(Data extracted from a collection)
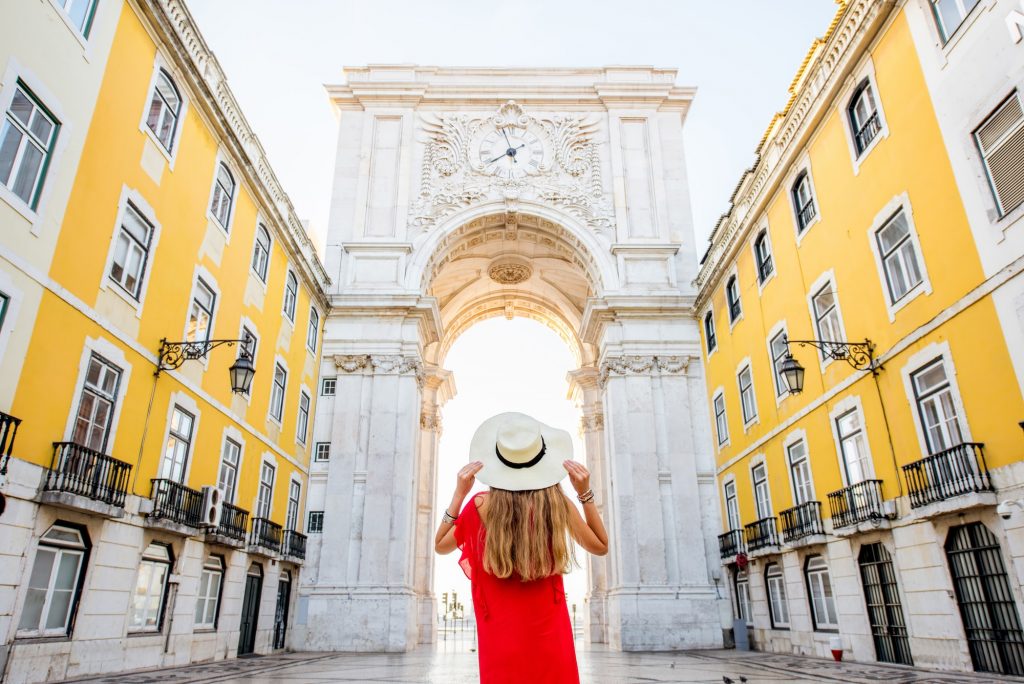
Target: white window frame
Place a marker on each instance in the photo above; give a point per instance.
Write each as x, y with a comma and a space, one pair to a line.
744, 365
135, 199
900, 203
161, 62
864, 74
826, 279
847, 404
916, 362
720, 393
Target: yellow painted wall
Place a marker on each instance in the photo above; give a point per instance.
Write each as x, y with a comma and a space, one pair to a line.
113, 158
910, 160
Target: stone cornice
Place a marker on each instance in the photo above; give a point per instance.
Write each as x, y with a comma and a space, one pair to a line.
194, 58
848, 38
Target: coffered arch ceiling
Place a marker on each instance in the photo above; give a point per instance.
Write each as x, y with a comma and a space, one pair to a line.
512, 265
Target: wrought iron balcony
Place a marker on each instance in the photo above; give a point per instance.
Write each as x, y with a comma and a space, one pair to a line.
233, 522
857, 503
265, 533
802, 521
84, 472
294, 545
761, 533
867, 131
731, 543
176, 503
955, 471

● **Stated exercise**: Output the lines above word for word, leaving out the pictures.

● **Answer to the problem**:
Target: white window frame
Place a marker on each instance in the photo above; give a point per instance.
Write each as x, y with a comma and a space, one pair to a line.
744, 365
135, 199
900, 203
161, 62
864, 74
826, 279
847, 404
916, 362
720, 393
Target: yellow painted wall
Place a marker on each instance in the photo above; give a point per instance.
Write each as x, y with a comma and a space, one pair to a line.
113, 158
910, 160
Target: stone cornice
Place a marker on each instance in the photo above; give a point per instance.
Write each as x, y with a comma and a space, one pair to a line.
194, 58
848, 38
Target: coffered arch ceiling
Place a marker on each instance in the photo above; give a point per instance.
Write each as x, y with a comma and a space, one pair to a line.
512, 265
Target: wrought iron balcony
Place a marker on each instance in the photo above; give a point per instance.
Write each as x, y with a comma and a space, one pair to a line.
233, 522
857, 503
265, 533
802, 521
84, 472
294, 545
761, 533
867, 131
731, 543
176, 503
955, 471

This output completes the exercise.